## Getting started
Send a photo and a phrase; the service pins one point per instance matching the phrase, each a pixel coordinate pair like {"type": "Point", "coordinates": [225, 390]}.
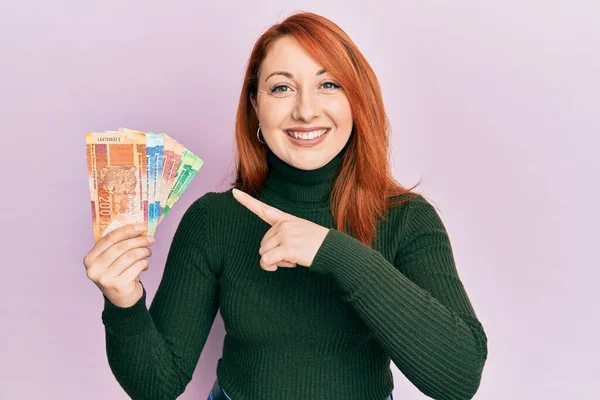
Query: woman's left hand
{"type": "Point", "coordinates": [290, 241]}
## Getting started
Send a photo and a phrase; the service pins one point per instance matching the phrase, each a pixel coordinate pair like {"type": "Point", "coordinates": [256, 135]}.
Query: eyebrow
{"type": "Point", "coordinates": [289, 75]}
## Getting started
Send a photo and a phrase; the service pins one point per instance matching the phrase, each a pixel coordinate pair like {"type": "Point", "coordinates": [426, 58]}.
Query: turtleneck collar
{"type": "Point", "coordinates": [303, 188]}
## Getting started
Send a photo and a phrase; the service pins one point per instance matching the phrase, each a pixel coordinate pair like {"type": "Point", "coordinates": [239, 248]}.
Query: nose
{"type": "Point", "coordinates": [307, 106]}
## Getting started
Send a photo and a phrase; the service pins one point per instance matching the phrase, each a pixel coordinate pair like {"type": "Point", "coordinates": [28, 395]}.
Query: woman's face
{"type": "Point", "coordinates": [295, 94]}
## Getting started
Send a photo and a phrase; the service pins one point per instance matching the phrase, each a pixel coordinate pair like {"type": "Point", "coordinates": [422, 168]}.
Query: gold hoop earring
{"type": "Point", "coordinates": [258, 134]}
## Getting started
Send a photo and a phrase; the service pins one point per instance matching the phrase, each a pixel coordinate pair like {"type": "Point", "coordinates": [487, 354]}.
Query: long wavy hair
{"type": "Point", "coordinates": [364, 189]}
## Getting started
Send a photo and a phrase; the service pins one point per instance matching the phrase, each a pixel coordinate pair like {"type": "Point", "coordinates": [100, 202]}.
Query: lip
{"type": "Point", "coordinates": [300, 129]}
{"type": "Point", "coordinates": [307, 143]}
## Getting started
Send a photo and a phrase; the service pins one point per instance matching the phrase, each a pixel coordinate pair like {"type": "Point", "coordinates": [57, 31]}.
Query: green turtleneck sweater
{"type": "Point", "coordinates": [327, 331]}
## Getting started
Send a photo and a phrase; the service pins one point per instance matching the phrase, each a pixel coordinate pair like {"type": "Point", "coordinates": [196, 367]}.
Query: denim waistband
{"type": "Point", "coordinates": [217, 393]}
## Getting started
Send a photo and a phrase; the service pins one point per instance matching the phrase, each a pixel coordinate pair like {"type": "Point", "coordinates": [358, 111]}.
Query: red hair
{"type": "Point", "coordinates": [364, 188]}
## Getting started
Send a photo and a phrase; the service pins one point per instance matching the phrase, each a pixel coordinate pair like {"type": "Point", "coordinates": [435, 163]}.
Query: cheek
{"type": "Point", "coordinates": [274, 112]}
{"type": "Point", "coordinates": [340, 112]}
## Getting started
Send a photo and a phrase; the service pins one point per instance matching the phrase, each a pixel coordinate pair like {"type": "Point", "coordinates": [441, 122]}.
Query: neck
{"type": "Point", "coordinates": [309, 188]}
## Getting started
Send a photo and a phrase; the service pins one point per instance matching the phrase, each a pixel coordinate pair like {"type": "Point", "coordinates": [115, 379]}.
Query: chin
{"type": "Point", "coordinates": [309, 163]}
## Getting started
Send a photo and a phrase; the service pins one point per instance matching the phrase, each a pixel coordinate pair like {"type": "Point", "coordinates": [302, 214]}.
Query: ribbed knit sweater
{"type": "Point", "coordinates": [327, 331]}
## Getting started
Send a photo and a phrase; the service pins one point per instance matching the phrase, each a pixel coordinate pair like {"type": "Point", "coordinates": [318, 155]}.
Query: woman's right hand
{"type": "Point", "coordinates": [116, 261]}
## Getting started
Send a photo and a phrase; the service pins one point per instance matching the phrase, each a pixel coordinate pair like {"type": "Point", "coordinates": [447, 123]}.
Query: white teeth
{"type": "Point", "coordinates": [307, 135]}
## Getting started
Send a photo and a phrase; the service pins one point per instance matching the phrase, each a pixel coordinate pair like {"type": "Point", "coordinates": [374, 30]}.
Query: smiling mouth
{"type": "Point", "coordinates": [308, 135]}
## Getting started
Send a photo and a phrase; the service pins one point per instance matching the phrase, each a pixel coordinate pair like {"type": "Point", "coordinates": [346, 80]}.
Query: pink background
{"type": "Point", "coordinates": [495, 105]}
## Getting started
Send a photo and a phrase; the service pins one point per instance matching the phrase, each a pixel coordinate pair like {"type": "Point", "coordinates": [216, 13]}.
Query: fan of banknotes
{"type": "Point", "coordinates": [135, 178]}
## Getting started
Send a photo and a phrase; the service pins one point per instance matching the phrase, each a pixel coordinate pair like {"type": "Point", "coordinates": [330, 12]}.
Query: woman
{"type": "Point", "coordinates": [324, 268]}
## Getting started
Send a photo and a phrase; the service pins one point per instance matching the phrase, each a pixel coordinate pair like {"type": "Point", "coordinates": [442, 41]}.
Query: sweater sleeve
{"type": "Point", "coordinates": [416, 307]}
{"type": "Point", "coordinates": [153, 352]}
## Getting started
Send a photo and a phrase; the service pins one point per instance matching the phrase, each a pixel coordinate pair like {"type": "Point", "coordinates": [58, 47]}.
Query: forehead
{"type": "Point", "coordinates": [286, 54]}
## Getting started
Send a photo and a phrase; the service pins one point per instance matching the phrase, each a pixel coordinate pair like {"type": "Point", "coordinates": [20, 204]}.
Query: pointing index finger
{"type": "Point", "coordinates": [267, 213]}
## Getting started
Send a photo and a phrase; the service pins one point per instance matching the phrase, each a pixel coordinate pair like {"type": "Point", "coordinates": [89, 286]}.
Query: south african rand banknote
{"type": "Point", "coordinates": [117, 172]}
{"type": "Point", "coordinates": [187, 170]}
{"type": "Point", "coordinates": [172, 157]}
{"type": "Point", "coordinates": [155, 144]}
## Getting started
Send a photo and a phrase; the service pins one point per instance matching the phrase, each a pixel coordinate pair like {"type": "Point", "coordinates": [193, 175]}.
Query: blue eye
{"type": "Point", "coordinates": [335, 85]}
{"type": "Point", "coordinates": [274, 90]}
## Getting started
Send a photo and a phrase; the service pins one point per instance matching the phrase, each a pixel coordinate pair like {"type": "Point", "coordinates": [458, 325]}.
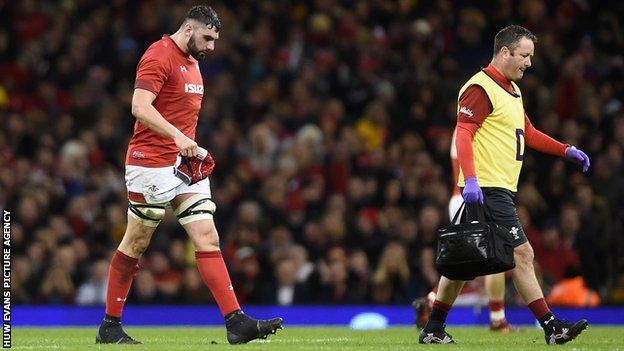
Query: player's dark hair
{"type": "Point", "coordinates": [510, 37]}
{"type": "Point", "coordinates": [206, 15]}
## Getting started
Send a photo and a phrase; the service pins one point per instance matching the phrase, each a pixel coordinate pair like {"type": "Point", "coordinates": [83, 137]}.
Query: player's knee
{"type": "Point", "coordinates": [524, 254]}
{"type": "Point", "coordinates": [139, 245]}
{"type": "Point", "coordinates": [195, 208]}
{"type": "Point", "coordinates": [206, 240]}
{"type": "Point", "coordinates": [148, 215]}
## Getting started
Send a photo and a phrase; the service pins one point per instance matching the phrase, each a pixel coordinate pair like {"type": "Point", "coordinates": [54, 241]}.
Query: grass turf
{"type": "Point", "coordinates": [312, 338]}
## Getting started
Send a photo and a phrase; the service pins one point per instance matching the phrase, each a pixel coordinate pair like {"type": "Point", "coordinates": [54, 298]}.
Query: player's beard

* * * * *

Write out the entries above word for word. Do not include the pictures.

=== Solved exercise ===
## Getting started
Send a photo and a phrase; the service pins one point per instance matching the phrase, each a pixel coordinate pair like {"type": "Point", "coordinates": [225, 390]}.
Query: woman's left hand
{"type": "Point", "coordinates": [290, 241]}
## Getting started
Send a photo and a phrase; the service pins one point per instance matching the phrase, each a pixel coordinate pair like {"type": "Point", "coordinates": [256, 135]}.
Query: eyebrow
{"type": "Point", "coordinates": [289, 75]}
## Getting started
Send a photo and a phrase; the service pins one point per instance matching the phrase, each a pixel coordinate pair like {"type": "Point", "coordinates": [426, 58]}.
Query: turtleneck collar
{"type": "Point", "coordinates": [303, 188]}
## Getting started
Send a photo and a phrase; the service pins one point per instance matching the phrase, each a pixel coordinate pair like {"type": "Point", "coordinates": [239, 248]}.
Query: nose
{"type": "Point", "coordinates": [307, 106]}
## Getting started
Send a photo and a phrase; the service pins one point per instance matching the phrase, each a pixel coordinate pair like {"type": "Point", "coordinates": [28, 395]}.
Query: woman's face
{"type": "Point", "coordinates": [295, 94]}
## Getting started
Send a photo and a phrase; the service pins one point per instance matching the phrase, each a pixel coordinate pair like {"type": "Point", "coordinates": [422, 168]}.
Query: gold hoop earring
{"type": "Point", "coordinates": [258, 134]}
## Getting started
Send a photo and a phrase; the service pins one point per instance matching the phrase, each a pixel coordinate pair like {"type": "Point", "coordinates": [487, 354]}.
Query: long wavy hair
{"type": "Point", "coordinates": [364, 189]}
## Getting started
Send a photo and a phrase; the service pins one point per instance matching the phrase, each a pixel coordinate pair like {"type": "Point", "coordinates": [100, 202]}.
Query: lip
{"type": "Point", "coordinates": [300, 129]}
{"type": "Point", "coordinates": [307, 143]}
## Getting started
Send a photo and a phrase; the service pins one point per instance matching the phrase, each a pixel coordinate pair like {"type": "Point", "coordinates": [57, 31]}.
Query: green turtleneck sweater
{"type": "Point", "coordinates": [327, 331]}
## Getting started
Send a photo and a phrase; the service pins one point per instance matching the phrase, each a pixel coordinate pair like {"type": "Point", "coordinates": [196, 367]}.
Query: denim waistband
{"type": "Point", "coordinates": [217, 393]}
## Getting started
Send a photo and a phrase; the service pins one point per instance matching the phrase, each a pixel coordinate pair like {"type": "Point", "coordinates": [358, 111]}.
Query: red hair
{"type": "Point", "coordinates": [364, 188]}
## Getting started
Send a photo and a phrase; the service pins one point per instance matching the phrase, each a pixel coordinate pair like {"type": "Point", "coordinates": [435, 163]}.
Query: cheek
{"type": "Point", "coordinates": [274, 112]}
{"type": "Point", "coordinates": [340, 112]}
## Getting started
Send a photo and a phrase; the service pins one point per instance matching the phrase, each a pixel coordinate pair like {"type": "Point", "coordinates": [441, 122]}.
Query: neck
{"type": "Point", "coordinates": [309, 188]}
## Getting started
Send a photo and a phrase; the service pins one point per instance matching the phrase, each a pixel coordinate pair like {"type": "Point", "coordinates": [115, 379]}.
Query: chin
{"type": "Point", "coordinates": [309, 163]}
## Getting started
Send a photo and a phrase; the service pins one point per instance matching the phrase, each a pixel coordinate pair like {"type": "Point", "coordinates": [302, 214]}.
Query: ribbed knit sweater
{"type": "Point", "coordinates": [327, 331]}
## Getting started
Send a photo and a phrase; the service pins one point per instance matching the phrase, each a pixel coordinate pair like {"type": "Point", "coordinates": [318, 155]}.
Query: woman's right hand
{"type": "Point", "coordinates": [116, 261]}
## Getting started
Send a photo and a phrase; the service pins one point per instance matching the phrase, each a pixel coordinate pair like {"type": "Point", "coordinates": [447, 123]}.
Query: white teeth
{"type": "Point", "coordinates": [307, 135]}
## Getting started
Send a photo and a phrase; the service pins one point per instance matching the phrase, each a pixel coordinate pair like {"type": "Point", "coordinates": [374, 30]}.
Query: smiling mouth
{"type": "Point", "coordinates": [308, 135]}
## Getting started
Send a photo and a phrase; the service pins one point per instance matching the phrase, each a pixel coordinate pair like {"type": "Point", "coordinates": [346, 80]}.
Query: pink background
{"type": "Point", "coordinates": [495, 105]}
## Getting started
Send a photo and a phrase; the service pins one point per instance matching the phrase, each a pixel coordinate pair like {"type": "Point", "coordinates": [216, 13]}.
Query: fan of banknotes
{"type": "Point", "coordinates": [135, 178]}
## Getting started
Send a photo and a phrase; the service pins one point per instance matching the phrase, each a pixel coordinate pair like {"type": "Point", "coordinates": [330, 12]}.
Query: woman
{"type": "Point", "coordinates": [324, 268]}
## Getting started
Send a photo and a phrase; the service pins one point per instance matching the phrase, each a pixel coordinate pair like {"type": "Point", "coordinates": [442, 41]}.
Query: sweater sleeve
{"type": "Point", "coordinates": [416, 307]}
{"type": "Point", "coordinates": [153, 352]}
## Getting started
Send a photo and a phrase; the service pins one point per instance matching the phrase, each a pixel coordinate pair like {"type": "Point", "coordinates": [58, 47]}.
Query: forehead
{"type": "Point", "coordinates": [286, 54]}
## Getting started
Send a photo and a phrase; the service pins one point per instance matching the phrase, each a pixel coordinate pair like {"type": "Point", "coordinates": [20, 204]}.
Query: pointing index finger
{"type": "Point", "coordinates": [267, 213]}
## Getting started
Send a photo and a phrase; the service pins one point per instance matching the phrase, each a pixel coordinate pair like {"type": "Point", "coordinates": [89, 286]}.
Query: south african rand banknote
{"type": "Point", "coordinates": [117, 172]}
{"type": "Point", "coordinates": [187, 170]}
{"type": "Point", "coordinates": [172, 157]}
{"type": "Point", "coordinates": [155, 144]}
## Getting started
Send a photo and a phrase; the service pins one point per instance matching the phrase, each a pixel coordinate pair like {"type": "Point", "coordinates": [193, 175]}.
Query: blue eye
{"type": "Point", "coordinates": [335, 85]}
{"type": "Point", "coordinates": [274, 90]}
## Getting started
Send a photo and a phrase; the service pins one point per instance matching the phrase, each a pixel coordinate pair like {"type": "Point", "coordinates": [458, 325]}.
Query: player's dark hair
{"type": "Point", "coordinates": [510, 37]}
{"type": "Point", "coordinates": [206, 15]}
## Getting started
Send a photo and a phrase; the service pins one point per instance matching the phrase, each a pixel coordinate pair like {"type": "Point", "coordinates": [83, 137]}.
Query: player's knee
{"type": "Point", "coordinates": [524, 254]}
{"type": "Point", "coordinates": [139, 245]}
{"type": "Point", "coordinates": [195, 208]}
{"type": "Point", "coordinates": [206, 240]}
{"type": "Point", "coordinates": [148, 215]}
## Getting started
Send a photo and a phrase; the service pins one point per instance matching the phrase, each a pixel coordinate pair like {"type": "Point", "coordinates": [54, 241]}.
Query: grass turf
{"type": "Point", "coordinates": [312, 338]}
## Getting started
Send a photo and a phrase; the service pins one point per instance matching the phrase, each a pixel coordinate pair like {"type": "Point", "coordinates": [54, 298]}.
Query: player's beard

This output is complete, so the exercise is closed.